[Data items]
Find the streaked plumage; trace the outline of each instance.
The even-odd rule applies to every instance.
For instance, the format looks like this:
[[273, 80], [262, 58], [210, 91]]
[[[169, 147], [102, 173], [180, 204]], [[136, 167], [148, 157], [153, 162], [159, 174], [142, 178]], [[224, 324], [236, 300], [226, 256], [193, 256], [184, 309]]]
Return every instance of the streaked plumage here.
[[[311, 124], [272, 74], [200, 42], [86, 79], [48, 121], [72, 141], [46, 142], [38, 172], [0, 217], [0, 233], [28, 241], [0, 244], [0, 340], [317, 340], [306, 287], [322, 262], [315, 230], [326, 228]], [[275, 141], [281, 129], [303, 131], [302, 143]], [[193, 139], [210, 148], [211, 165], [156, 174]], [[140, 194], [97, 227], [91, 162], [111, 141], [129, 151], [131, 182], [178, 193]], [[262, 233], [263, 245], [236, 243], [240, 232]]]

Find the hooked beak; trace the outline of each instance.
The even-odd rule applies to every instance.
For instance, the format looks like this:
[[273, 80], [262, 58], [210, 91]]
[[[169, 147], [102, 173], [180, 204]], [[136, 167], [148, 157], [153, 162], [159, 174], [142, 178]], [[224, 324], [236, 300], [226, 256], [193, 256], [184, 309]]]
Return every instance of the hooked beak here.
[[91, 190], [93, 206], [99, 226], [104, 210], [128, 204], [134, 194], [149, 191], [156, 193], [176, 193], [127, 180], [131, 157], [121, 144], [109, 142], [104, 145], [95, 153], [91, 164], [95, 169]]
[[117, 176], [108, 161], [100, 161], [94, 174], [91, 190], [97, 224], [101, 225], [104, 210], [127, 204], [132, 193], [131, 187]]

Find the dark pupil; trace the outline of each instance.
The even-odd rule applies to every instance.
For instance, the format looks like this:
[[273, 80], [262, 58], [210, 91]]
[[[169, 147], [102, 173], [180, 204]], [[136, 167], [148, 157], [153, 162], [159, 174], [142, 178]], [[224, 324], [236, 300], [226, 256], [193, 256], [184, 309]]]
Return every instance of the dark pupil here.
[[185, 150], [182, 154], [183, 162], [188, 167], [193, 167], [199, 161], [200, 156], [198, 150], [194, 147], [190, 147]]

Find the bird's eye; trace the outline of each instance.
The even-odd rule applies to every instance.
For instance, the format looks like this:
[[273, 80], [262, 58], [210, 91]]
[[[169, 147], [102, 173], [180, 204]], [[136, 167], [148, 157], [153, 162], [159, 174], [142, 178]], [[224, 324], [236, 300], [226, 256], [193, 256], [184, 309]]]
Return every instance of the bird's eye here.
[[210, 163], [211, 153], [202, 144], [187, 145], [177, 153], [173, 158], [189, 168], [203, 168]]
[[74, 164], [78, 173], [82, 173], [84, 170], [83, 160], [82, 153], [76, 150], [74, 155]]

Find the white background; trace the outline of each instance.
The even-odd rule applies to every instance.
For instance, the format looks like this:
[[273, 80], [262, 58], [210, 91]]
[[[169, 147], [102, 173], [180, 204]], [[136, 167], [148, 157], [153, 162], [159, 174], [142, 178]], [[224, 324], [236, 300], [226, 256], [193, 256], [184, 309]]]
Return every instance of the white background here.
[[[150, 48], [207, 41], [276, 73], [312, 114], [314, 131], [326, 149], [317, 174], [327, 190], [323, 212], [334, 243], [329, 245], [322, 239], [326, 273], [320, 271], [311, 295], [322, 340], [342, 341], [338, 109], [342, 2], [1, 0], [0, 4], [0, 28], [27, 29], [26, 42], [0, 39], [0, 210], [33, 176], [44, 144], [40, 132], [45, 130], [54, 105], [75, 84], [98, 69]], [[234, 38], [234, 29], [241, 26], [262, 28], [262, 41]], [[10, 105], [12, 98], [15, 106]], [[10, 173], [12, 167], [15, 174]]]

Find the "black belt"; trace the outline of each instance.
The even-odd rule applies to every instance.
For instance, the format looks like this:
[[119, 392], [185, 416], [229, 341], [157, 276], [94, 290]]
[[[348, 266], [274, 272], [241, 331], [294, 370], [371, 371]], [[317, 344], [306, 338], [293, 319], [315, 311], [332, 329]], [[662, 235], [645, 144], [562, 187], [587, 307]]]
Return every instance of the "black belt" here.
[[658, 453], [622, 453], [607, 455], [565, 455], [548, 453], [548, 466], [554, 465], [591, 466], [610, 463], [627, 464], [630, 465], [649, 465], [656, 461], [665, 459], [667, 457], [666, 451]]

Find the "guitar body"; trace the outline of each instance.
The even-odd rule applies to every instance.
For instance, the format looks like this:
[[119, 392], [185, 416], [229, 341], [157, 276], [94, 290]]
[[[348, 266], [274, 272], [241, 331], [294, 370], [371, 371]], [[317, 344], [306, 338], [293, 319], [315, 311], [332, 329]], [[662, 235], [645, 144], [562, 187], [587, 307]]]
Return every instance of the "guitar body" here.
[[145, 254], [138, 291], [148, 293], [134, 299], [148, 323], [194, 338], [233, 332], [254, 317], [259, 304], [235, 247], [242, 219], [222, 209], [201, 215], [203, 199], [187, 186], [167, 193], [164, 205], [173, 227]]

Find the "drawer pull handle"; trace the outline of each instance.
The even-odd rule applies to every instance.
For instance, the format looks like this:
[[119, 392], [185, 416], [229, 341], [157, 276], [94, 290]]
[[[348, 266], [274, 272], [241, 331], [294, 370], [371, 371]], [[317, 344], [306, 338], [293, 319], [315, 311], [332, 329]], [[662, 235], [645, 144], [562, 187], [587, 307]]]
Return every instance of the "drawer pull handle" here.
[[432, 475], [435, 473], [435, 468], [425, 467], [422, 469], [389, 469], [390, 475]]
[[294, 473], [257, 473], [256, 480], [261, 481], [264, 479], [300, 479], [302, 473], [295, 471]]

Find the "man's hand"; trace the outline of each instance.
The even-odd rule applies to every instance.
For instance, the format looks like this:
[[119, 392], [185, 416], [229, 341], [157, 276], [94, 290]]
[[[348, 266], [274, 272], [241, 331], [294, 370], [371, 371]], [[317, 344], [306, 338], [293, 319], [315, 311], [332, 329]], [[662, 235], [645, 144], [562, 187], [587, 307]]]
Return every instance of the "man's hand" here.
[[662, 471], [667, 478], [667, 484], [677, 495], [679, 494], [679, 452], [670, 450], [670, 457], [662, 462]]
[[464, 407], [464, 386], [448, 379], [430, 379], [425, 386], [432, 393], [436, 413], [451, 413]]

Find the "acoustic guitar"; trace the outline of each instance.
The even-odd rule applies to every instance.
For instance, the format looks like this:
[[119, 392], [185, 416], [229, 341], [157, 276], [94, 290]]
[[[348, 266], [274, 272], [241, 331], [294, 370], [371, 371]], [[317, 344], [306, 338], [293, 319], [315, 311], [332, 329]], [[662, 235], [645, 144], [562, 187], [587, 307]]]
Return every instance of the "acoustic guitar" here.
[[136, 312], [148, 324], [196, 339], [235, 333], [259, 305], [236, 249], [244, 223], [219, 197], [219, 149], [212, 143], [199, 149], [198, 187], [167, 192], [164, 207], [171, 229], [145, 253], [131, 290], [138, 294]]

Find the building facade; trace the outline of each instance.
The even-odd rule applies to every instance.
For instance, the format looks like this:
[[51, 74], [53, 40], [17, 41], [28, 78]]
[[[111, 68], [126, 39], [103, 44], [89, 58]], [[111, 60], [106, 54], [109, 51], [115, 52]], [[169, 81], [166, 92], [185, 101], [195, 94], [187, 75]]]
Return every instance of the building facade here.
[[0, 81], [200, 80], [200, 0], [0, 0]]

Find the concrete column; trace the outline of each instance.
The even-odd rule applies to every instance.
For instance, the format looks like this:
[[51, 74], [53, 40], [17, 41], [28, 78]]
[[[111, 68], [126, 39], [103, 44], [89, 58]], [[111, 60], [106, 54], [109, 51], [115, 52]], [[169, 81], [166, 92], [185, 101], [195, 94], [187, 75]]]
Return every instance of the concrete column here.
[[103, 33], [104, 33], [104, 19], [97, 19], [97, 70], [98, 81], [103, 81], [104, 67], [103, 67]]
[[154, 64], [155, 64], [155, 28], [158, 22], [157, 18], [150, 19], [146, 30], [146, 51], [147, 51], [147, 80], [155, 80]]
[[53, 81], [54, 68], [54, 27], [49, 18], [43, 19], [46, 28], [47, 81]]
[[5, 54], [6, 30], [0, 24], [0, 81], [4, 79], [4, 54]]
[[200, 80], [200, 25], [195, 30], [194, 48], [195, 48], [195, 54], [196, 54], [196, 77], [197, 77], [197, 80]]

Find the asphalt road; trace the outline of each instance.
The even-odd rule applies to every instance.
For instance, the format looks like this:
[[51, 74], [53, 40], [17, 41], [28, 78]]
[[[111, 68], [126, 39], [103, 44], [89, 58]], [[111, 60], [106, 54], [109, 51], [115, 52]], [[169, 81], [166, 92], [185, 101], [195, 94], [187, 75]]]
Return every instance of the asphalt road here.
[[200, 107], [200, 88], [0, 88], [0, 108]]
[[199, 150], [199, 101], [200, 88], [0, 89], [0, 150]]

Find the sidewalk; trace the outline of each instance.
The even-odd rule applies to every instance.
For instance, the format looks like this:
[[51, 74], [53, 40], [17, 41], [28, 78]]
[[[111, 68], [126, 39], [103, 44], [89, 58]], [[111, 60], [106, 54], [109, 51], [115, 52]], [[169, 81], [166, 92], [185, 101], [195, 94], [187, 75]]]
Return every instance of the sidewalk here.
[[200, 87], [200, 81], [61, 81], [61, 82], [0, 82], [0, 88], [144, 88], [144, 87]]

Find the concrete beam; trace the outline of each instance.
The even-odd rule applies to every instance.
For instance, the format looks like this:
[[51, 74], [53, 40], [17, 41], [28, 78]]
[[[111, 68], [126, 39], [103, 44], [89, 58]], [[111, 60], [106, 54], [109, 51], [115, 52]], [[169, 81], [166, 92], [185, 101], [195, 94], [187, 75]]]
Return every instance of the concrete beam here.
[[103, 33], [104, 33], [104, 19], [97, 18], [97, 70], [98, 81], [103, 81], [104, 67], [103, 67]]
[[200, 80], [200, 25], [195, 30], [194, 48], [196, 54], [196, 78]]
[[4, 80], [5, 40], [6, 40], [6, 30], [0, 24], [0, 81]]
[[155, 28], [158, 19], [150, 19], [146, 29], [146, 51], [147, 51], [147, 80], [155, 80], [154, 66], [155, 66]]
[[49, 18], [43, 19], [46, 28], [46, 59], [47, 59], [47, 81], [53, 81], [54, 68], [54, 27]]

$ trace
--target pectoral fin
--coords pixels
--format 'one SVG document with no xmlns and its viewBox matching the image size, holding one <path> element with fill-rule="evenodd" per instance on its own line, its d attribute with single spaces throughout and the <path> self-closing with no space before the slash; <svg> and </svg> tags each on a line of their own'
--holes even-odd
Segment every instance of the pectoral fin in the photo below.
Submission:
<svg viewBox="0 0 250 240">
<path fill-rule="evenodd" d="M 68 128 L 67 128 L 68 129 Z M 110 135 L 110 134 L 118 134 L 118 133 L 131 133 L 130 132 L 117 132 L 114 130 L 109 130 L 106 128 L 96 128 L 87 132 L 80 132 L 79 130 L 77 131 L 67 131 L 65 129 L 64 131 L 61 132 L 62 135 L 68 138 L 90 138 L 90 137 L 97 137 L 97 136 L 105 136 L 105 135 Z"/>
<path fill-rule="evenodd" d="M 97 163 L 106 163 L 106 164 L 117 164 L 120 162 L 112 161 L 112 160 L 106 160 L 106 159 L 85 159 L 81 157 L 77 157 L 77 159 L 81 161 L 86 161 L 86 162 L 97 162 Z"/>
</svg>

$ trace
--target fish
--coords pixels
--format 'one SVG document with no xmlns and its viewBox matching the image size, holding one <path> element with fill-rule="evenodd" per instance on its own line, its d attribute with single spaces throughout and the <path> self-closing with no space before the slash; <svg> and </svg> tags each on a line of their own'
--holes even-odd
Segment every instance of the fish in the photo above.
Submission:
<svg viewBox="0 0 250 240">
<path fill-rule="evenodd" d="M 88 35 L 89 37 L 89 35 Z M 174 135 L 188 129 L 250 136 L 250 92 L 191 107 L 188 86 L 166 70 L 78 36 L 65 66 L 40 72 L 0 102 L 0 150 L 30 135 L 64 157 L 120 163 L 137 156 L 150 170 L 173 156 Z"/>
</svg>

What you have to do
Edit the stretch from the start of the material through the line containing "Return every instance of the streaked" so that "streaked plumage" becomes "spotted plumage", keeping everything else the same. Give only those lines.

Solution for this problem
Find the spotted plumage; trace the outline of each instance.
The even-odd rule applies to every instance.
For instance, the format looks like this:
[[273, 80], [262, 58], [210, 91]]
[[[169, 147], [102, 173], [180, 204]], [[136, 167], [148, 157], [153, 162], [159, 174], [142, 178]], [[224, 324], [236, 300], [226, 256], [193, 256], [184, 309]]]
Return every instance of the spotted plumage here.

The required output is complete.